## PASSAGE
>>>>>

Medicare reimbursements to academic physicians total about $2.5 billion each year and represent up to one-third of faculty practice revenues. In light of the fact that faculty practice revenues, on average, represent about 35% of a medical school's total revenue, unstable Medicare payments could jeopardize beneficiary access to faculty professional services, as well as academic medicine's core missions of medical education, research, clinical services, and providing charity care.

Because faculty practices provide multispecialty and complex care for Medicare patients, the negative 5.4% payment update, when combined with recent changes in Relative Value Units (RVUs), will actually generate reductions in Medicare revenue that exceed negative 5.4%. A sample analysis of 24 faculty practices indicates that the overall Medicare revenue for these plans will decline by as much as 7.5%.

The table below illustrates the impact of the negative update and RVU changes on several Medicare-related clinical specialties. Note that while some specialties included in the analysis (but not listed below) will experience a less than 5.4% decline, no specialties will experience an increase in Medicare revenue under the 2002 payment schedule.

Medicare Payment Forecast Analysis
Impact of Change in 2002 Conversion Factor and RVU Values
Across Faculty Practice Plans
Specialty
% Change
Cardiology: Invasive -13.21%
Cardiology: Noninvasive -9.7%
Critical Care -5.6%
Emergency Medicine -7.7%
Gastroenterology -7.3%
Neurosurgery -8.4%
Ophthalmology -6.9%
Physical Medicine -5.9%
Psychiatry -6.2%
Pulmonary -6.3%
Radiology: Interventional -7.1%
Radiology: Nuclear Medicine -8.5%
Surgery: Cardiovascular -10.1%
Urology -7.3%
Source: University Health System Consortium (UHC)/AAMC Faculty Practice Solutions Center

Since private payers often tie their reimbursement rates to those set by Medicare, reductions in Medicare payments will further increase the disparity between the costs of care and the rates at which payers reimburse for those costs. For example, one large faculty practice (nearly 900 physicians) anticipates a loss of $4.8 million in managed care reimbursement because the contracts are linked to the Medicare fee schedule. Note that this does not include Medicaid and Tricare, which would also be affected by cuts in the Medicare fee schedule.

The growing disparity between costs and reimbursement will make it increasingly difficult for medical schools and teaching hospitals to maintain their patient care, education, research, and community service missions. Because of their revenue losses, the practice described above is implementing a policy to limit appointments for indigent patients to no more than 10% of patient visits.

A Legislative Solution to the SGR Problem
Last fall, bipartisan, bicameral legislation, "The Medicare Physician Payment Fairness Act of 2001" (H.R. 3351/S. 1707), was introduced to provide short- and long-term relief from unstable Medicare physician payment updates. The bills provide short-term relief by reducing the cut to the Medicare physician payment update from minus 5.4% to minus 0.9% and long-term relief by directing MedPAC to develop a replacement for the SGR.

The AAMC strongly endorses these bills, and is pleased that a super majority in Congress has cosponsored the bill. The AAMC urges support for this legislation in order to ensure that the losses currently experienced by physicians are mitigated as quickly as possible.

In conclusion, Medicare beneficiaries rely on academic physicians and academic medical centers to provide high quality, innovative, and accessible healthcare. They also rely on academic physicians to develop the clinical advances and train the next generation of physicians that will assure high quality health care services and expertise for American seniors. Passage of H.R.3351/S. 1707 is a vital first step toward mitigating the losses currently experienced by all physicians. The AAMC looks forward to helping accomplish the second step-devising a long-term solution to replace the current SGR methodology and assure adequate and stable Medicare physician payment updates.

<<<<<

## ACTION ITEM
According to the Medicare payment text, to what level would the bills reduce the cut to the Medicare physician payment update as short-term relief? The entries are separate material, unrelated to the Medicare payment text.

## MATERIAL SUPPLIED
>>>>>

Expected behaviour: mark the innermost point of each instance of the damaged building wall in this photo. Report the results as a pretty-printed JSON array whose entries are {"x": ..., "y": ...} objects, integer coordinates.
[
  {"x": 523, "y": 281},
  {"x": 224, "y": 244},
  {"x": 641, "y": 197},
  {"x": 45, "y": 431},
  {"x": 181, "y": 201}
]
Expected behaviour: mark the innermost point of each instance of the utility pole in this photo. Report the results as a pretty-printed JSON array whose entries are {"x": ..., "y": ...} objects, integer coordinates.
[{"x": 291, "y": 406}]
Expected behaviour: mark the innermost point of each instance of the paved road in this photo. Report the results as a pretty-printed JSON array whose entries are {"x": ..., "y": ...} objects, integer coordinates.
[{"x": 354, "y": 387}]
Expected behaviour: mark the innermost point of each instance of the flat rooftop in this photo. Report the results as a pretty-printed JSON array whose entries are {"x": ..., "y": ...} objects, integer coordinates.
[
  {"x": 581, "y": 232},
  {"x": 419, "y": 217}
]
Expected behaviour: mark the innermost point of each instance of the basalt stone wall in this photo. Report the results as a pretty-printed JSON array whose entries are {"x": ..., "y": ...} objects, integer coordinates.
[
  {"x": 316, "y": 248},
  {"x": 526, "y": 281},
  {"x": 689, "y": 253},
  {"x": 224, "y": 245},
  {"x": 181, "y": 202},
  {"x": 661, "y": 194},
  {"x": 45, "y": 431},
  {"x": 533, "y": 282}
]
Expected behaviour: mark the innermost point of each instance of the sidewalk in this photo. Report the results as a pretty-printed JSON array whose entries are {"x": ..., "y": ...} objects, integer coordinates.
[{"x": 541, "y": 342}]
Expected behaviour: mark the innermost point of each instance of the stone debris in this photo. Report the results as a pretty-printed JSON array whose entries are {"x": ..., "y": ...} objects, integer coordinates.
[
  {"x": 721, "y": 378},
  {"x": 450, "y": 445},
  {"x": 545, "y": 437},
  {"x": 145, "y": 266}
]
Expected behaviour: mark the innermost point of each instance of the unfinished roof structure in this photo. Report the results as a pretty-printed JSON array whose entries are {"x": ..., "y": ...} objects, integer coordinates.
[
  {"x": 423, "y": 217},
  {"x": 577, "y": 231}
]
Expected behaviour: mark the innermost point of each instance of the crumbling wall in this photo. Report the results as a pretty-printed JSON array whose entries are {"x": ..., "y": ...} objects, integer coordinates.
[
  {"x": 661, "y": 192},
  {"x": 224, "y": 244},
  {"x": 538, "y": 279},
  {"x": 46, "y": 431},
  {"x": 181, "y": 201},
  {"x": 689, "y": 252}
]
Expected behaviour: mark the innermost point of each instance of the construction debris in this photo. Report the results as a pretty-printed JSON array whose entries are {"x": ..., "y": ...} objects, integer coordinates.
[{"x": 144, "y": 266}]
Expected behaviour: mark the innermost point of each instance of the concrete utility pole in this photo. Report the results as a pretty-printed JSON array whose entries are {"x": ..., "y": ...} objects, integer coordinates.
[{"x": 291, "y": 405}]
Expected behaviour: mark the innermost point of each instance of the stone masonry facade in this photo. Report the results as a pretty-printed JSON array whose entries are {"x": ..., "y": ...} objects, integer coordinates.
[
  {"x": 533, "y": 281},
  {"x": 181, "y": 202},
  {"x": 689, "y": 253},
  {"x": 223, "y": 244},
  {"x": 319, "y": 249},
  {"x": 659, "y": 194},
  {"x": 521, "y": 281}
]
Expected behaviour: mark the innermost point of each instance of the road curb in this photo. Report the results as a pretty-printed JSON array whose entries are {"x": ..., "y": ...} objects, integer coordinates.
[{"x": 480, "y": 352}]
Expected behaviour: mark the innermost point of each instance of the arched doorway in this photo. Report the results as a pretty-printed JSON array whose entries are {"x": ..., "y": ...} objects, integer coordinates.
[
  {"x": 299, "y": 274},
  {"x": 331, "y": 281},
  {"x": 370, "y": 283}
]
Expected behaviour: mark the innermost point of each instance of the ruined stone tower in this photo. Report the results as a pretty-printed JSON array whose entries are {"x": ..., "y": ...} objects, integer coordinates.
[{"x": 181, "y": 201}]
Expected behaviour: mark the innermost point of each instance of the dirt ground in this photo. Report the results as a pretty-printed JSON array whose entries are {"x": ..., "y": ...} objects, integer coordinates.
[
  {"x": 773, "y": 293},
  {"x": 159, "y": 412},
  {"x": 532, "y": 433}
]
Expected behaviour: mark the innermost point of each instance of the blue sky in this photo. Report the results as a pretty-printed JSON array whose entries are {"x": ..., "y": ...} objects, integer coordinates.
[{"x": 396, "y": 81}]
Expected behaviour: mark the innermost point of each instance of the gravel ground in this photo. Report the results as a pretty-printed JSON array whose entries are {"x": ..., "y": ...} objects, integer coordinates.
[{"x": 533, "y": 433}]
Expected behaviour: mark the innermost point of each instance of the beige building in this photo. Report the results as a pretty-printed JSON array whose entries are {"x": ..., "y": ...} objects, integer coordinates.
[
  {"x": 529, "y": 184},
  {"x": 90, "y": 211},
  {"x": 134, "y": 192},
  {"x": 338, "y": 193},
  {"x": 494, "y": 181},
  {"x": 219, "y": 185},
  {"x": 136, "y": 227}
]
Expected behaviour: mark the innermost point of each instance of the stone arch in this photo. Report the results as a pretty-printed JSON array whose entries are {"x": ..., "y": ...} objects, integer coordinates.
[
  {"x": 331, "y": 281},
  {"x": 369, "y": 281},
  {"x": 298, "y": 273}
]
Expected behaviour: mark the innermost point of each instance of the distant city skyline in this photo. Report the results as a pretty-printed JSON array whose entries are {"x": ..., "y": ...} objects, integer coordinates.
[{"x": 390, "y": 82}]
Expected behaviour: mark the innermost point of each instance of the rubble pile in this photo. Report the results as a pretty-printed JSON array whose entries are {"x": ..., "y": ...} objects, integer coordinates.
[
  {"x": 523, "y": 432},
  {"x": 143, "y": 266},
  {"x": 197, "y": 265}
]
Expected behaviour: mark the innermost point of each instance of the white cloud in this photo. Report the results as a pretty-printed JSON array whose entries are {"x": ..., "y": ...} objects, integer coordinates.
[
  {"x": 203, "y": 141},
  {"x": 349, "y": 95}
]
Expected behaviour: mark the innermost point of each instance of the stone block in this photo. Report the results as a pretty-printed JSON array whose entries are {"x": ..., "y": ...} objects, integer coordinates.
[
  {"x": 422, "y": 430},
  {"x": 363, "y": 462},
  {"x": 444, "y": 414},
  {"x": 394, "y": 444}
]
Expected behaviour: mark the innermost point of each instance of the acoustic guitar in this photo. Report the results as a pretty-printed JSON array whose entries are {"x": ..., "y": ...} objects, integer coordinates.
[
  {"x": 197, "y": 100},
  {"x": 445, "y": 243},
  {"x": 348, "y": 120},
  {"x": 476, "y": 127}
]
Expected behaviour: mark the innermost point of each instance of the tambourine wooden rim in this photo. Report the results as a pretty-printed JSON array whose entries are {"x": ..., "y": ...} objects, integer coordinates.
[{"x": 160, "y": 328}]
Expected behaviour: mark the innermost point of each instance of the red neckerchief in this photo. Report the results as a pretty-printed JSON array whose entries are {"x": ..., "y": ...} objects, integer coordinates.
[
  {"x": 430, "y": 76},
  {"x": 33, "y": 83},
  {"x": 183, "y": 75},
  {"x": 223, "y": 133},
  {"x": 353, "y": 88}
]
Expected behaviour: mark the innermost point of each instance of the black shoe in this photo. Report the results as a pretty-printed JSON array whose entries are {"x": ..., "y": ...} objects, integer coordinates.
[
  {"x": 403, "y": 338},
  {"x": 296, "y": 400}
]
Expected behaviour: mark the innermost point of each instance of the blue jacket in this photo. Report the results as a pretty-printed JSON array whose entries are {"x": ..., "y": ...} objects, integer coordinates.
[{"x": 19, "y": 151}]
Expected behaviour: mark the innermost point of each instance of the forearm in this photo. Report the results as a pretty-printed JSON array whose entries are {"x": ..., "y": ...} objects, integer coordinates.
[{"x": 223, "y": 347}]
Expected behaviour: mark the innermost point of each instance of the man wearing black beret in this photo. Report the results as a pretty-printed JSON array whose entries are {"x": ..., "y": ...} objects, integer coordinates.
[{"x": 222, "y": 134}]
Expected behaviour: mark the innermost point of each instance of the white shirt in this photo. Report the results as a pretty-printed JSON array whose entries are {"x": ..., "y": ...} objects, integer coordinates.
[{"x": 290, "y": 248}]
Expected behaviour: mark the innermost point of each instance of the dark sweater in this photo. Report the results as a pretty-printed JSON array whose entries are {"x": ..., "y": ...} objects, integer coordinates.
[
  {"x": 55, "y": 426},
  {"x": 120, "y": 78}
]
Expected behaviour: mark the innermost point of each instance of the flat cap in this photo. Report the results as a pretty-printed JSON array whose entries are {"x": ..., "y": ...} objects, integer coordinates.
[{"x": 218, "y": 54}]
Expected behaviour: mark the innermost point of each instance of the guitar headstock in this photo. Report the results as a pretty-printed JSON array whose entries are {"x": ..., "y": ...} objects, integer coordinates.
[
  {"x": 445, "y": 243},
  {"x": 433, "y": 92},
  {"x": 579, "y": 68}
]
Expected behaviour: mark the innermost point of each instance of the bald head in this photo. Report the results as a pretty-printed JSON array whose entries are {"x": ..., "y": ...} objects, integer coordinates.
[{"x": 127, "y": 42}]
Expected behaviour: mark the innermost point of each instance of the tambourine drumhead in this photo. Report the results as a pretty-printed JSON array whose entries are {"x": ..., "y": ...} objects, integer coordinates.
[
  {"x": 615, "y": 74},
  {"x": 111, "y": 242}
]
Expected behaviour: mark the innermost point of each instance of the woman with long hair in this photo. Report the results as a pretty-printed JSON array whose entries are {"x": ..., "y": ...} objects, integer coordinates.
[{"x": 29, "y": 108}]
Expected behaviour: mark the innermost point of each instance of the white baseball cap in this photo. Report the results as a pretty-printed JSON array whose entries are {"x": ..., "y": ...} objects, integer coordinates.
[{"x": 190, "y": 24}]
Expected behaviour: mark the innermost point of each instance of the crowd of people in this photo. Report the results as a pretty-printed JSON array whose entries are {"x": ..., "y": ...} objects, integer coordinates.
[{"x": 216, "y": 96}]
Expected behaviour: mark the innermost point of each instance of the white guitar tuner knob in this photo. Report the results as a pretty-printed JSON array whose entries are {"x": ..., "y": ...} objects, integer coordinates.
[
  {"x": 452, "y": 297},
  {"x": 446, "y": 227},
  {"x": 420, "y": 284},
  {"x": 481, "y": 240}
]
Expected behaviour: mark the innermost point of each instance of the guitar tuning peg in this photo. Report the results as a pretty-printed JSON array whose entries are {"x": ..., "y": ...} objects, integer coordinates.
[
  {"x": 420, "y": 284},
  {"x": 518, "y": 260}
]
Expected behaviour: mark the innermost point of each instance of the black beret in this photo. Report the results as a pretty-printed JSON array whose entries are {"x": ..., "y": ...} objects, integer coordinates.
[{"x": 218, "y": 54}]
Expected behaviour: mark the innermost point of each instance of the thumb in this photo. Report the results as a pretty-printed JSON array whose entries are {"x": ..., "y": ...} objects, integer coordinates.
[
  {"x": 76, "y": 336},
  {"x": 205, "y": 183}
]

<<<<<

## PROBLEM SOLUTION
From minus 5.4% to minus 0.9%.